▸ **Given information**
══════

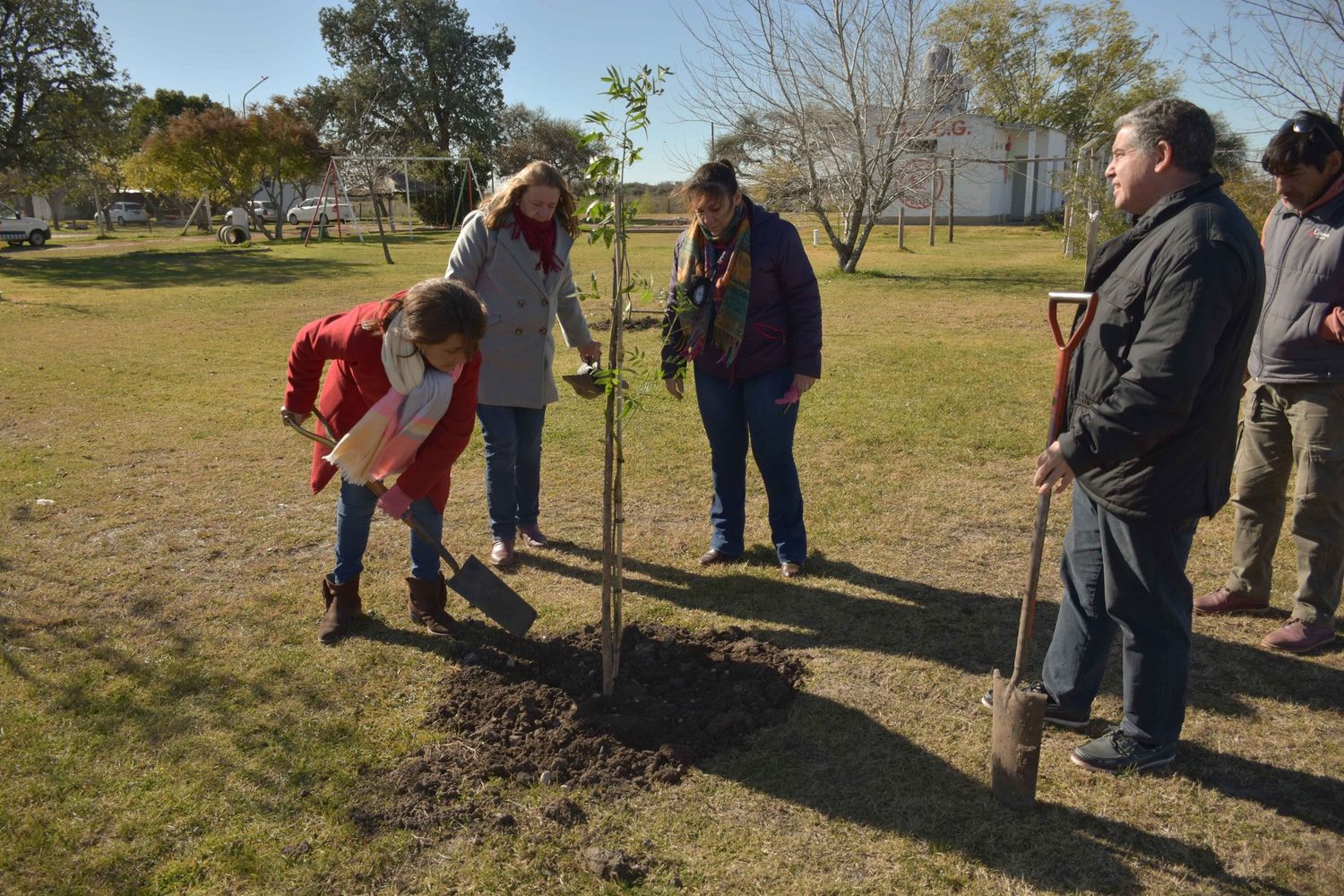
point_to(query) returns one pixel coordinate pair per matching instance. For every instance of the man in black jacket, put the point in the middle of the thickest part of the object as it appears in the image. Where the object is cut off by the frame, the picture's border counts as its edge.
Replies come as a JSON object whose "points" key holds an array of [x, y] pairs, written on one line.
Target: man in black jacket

══════

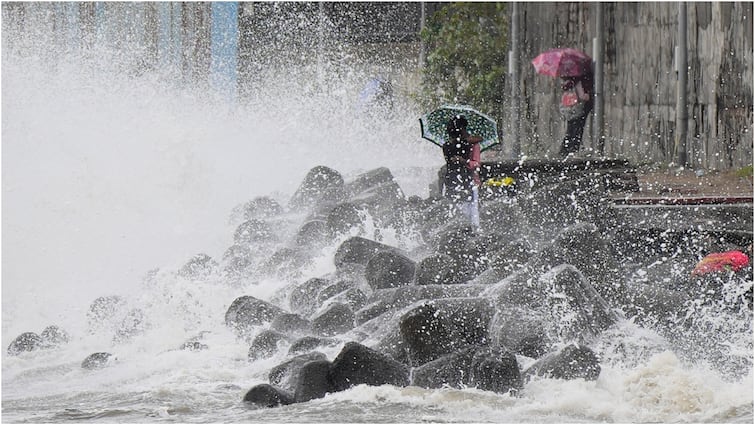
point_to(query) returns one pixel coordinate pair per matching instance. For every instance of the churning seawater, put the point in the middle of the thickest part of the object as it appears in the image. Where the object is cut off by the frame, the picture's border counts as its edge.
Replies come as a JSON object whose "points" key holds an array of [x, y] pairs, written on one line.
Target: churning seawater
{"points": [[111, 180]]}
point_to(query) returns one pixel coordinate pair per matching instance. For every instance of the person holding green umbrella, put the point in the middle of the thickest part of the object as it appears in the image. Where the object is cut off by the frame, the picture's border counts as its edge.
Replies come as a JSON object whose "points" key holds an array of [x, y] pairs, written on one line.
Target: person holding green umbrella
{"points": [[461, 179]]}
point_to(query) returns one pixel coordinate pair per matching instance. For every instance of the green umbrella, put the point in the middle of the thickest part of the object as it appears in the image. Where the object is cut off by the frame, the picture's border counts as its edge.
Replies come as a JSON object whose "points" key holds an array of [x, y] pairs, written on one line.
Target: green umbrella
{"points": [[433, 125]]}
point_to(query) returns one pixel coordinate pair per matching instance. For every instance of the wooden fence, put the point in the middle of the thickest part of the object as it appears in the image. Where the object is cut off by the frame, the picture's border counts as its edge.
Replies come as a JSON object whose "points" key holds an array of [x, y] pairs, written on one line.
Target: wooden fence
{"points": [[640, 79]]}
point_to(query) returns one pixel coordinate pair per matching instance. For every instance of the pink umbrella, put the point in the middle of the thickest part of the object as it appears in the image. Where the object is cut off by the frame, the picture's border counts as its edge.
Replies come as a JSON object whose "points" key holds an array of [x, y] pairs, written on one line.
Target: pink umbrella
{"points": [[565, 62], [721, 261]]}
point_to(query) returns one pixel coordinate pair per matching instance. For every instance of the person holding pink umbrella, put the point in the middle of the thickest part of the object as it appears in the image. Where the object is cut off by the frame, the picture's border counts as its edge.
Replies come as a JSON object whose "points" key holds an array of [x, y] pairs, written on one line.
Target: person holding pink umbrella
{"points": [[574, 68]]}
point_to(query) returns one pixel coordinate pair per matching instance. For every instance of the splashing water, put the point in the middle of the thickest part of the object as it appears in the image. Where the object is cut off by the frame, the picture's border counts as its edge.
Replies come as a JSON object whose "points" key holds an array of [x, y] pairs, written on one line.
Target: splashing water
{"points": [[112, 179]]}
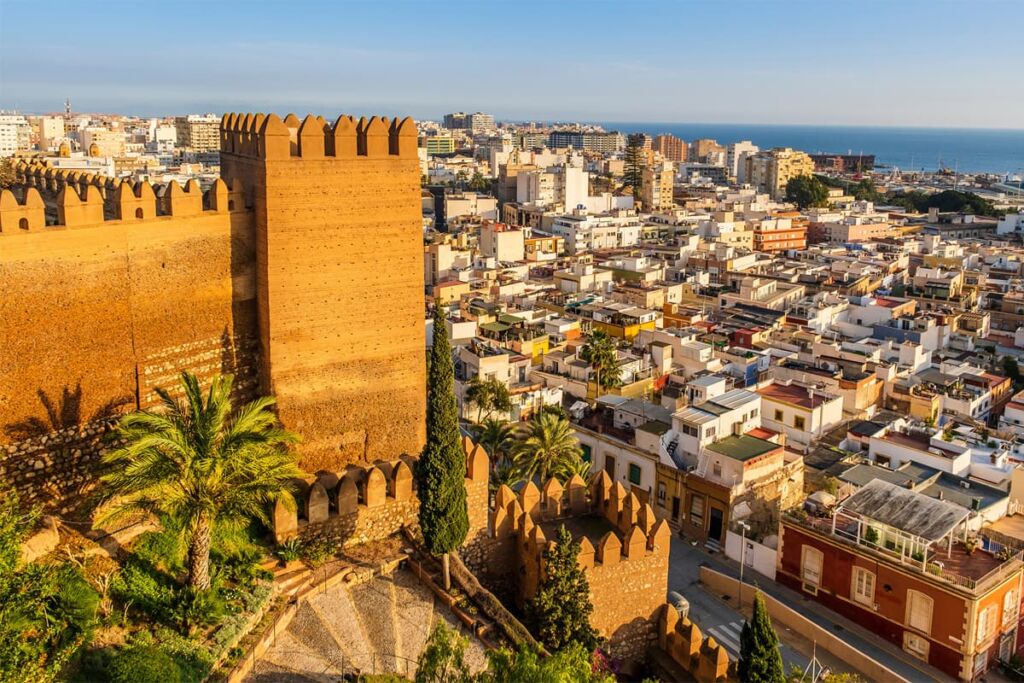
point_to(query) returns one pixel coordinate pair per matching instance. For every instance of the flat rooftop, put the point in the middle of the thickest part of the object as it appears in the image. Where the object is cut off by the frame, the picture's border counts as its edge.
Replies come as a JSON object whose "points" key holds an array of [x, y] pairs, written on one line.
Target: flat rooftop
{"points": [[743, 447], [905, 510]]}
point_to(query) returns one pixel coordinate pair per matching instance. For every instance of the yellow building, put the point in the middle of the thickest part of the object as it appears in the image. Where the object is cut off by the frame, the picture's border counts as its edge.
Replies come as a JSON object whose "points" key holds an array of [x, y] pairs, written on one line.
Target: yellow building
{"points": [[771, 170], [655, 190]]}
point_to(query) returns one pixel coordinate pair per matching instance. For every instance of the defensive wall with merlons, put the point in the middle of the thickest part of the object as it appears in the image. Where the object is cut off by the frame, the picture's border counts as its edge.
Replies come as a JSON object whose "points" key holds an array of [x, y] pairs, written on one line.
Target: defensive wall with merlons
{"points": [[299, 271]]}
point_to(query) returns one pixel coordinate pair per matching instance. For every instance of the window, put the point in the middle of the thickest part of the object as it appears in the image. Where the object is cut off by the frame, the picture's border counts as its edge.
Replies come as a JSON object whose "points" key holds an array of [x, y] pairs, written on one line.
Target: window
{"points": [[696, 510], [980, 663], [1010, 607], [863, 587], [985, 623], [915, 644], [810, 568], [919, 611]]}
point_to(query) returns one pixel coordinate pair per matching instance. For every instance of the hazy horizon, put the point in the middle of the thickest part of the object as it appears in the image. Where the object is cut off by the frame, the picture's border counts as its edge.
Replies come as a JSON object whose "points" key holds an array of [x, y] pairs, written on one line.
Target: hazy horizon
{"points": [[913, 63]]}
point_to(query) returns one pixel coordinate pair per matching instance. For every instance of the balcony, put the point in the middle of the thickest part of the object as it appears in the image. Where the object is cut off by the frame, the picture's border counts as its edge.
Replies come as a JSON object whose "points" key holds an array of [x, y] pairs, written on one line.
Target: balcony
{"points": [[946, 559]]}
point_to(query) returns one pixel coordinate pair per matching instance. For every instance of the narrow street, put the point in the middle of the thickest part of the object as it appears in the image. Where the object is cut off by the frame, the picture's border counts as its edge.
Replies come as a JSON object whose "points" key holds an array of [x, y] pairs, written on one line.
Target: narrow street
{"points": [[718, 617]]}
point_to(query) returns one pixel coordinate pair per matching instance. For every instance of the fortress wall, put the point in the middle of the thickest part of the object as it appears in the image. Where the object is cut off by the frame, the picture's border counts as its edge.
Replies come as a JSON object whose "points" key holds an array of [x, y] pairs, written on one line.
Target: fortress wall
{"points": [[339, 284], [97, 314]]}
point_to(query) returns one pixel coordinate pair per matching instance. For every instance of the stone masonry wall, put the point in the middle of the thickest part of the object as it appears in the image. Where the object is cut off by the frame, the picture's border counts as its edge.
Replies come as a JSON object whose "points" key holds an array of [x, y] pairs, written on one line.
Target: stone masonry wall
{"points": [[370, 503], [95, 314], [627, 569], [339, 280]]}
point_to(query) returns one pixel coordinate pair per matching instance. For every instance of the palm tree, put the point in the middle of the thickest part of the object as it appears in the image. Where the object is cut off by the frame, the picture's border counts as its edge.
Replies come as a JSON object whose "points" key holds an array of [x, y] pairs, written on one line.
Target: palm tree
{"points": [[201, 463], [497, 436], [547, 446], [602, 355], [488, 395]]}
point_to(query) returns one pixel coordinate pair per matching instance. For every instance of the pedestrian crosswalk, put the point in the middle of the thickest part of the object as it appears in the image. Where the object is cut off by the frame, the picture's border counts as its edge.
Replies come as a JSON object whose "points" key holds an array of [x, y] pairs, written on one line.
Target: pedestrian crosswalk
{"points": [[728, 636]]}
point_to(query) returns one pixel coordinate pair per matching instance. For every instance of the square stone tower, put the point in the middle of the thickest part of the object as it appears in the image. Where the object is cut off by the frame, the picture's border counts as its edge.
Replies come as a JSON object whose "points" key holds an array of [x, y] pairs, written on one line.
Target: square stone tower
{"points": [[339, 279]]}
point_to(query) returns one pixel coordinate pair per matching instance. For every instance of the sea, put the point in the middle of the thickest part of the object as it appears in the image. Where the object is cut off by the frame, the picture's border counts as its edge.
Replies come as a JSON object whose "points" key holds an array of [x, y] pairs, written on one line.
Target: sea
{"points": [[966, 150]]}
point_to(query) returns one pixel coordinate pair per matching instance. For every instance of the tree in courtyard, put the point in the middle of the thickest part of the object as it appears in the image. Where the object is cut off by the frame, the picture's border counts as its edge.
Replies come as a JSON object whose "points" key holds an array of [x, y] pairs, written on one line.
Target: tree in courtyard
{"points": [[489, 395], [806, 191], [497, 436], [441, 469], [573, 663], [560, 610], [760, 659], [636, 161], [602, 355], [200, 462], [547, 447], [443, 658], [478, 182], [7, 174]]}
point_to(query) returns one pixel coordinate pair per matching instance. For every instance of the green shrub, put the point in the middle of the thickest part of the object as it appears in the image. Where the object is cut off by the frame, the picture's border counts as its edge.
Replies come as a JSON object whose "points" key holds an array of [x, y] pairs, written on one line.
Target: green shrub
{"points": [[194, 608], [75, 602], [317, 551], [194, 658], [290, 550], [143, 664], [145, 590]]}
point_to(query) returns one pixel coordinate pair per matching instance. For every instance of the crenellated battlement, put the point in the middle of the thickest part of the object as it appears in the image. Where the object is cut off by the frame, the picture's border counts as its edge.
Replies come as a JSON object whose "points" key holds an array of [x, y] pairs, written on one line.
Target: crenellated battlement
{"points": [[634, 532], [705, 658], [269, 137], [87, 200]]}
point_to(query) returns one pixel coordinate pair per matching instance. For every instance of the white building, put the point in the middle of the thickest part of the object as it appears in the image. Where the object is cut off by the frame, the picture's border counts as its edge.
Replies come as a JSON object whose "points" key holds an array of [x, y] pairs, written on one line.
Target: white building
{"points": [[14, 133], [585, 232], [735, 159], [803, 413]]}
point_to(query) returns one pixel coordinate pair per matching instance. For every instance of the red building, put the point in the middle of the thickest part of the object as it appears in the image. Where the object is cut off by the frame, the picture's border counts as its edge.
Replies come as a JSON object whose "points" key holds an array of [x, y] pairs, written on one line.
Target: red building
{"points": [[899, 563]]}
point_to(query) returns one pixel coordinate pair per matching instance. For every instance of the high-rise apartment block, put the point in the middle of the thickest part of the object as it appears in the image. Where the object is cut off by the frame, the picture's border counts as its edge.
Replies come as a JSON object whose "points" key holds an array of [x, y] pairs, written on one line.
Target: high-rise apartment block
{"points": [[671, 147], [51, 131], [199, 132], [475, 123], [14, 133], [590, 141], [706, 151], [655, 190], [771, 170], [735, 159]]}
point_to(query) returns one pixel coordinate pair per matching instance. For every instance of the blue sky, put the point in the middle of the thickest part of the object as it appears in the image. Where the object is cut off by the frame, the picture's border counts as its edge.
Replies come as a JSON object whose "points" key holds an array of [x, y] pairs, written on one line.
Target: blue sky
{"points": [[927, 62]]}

══════

▸ **Action item**
Look above for the line with "Target: narrow street" and the line with "of the square". Retype those two lines and every line between them exactly, adding nothing.

▸ **Solution to this task**
Target: narrow street
{"points": [[718, 617]]}
point_to(query) returns one pixel coordinate pair per matching instance. For every instance of the fortress wall, put the point in the middle of the thickest part of the object as it appears in the image. Where the object is cut off by the frame, the picture's border counts as its edge.
Replies come as a JSON object whose "points" key holds an array of [x, y] pairs, written on one line.
Target: fortress wall
{"points": [[339, 284], [97, 314]]}
point_to(query) returns one pixel coordinate pair per matching instance. For every instance of the stone masonry wall, put the point in the middle of the thickest part of the object as it appears in the image. Where the object is cut off by the frame, the picture's border counts as its edge.
Replies come as a JSON object whose "points" key holds an array of [x, y] pairs, written on one line.
Target: stone masonry wall
{"points": [[370, 503], [95, 314], [627, 569], [339, 280]]}
point_to(query) returns one pixel coordinate pair per matching instance. For every instance of the palm tree, put the point in the middle of the thickest part of the object as it appears in the image. Where the object is cut off by the frame, the picture's border counts as its edge.
Replies come as a JSON object whose "points" key holds an array of [x, y] pairs, written on one line.
Target: palm tree
{"points": [[201, 463], [497, 436], [547, 446], [602, 355], [488, 395]]}
point_to(query) returns one pixel coordinate pair per matching instance. For every instance of the pedestrian crosswalk, put the point in the middle of the thickest part of the object as it appears in the image. Where the object is cut off by the frame, the picture's border counts as its edge.
Replies come as a JSON object whose "points" key holds an array of [x, y] pairs, written on one line.
Target: pedestrian crosswalk
{"points": [[728, 636]]}
point_to(query) returns one pixel coordinate pair per matching instance. For every instance of the square stone tower, put the point in the middle of the thickest part of the object as it appears in the image. Where the object is cut off by the frame, the picture's border counts as its edge.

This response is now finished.